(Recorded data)

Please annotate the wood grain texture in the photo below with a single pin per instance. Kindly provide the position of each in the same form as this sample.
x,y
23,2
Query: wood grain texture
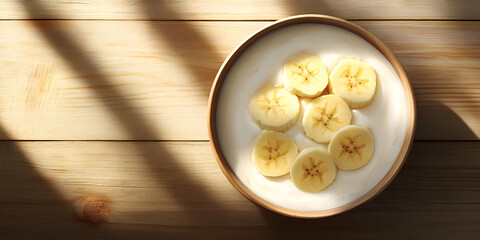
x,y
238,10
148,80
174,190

---

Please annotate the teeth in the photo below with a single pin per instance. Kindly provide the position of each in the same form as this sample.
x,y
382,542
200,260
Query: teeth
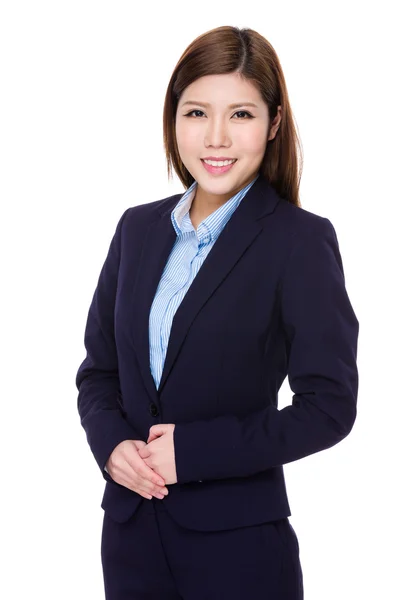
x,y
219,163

• ABOUT THIS TASK: Once you have identified the lines above that contain "instance", copy each of them.

• OUTPUT OF THE TASK:
Please annotate the wood grain texture in the photo below with a single pin per instance. Kindly provide the position of each in the same form as this sample.
Please annotate the teeth in the photo below with a single pin per instance. Kindly provide the position of each in the same form as this sample.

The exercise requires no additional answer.